— What is expected —
Return, verbatim, the lines below, starting at the line containing "Return one point per instance of the raised" and ending at the line containing "[(726, 163)]", with both of those lines included.

::: Rows

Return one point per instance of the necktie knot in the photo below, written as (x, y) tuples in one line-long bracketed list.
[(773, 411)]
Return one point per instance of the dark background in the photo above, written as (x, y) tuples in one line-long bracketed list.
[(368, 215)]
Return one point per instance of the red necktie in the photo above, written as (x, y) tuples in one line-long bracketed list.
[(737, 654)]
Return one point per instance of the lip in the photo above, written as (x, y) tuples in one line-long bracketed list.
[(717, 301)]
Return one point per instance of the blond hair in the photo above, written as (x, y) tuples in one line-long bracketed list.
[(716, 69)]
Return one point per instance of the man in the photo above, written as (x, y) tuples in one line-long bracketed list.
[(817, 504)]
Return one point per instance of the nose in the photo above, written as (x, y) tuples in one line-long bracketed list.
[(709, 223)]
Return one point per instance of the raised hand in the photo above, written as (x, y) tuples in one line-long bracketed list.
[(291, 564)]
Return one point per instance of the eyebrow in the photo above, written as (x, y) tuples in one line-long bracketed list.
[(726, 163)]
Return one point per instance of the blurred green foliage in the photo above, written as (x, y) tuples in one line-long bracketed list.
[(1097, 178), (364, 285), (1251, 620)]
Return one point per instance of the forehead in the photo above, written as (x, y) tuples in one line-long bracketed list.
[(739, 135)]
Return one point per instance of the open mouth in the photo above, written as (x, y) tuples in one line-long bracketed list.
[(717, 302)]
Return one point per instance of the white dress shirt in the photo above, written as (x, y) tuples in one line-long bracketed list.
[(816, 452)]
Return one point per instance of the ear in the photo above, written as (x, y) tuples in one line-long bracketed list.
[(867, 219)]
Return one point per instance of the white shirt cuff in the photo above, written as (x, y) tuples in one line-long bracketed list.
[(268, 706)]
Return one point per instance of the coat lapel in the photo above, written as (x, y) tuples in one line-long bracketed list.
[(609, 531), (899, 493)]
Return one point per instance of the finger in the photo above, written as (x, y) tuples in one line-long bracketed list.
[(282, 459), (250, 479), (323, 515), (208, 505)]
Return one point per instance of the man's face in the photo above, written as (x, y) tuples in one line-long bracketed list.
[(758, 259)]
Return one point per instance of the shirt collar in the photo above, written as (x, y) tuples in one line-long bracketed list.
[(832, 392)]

::::::

— Complete output —
Return one point per instance of the raised hand in the photo above, written as (x, y) tuples in one line-long bracketed list.
[(291, 564)]
Return one point per instance of the eyebrow in the photo above, written as (x, y) tuples in one line-long bracketed list.
[(726, 163)]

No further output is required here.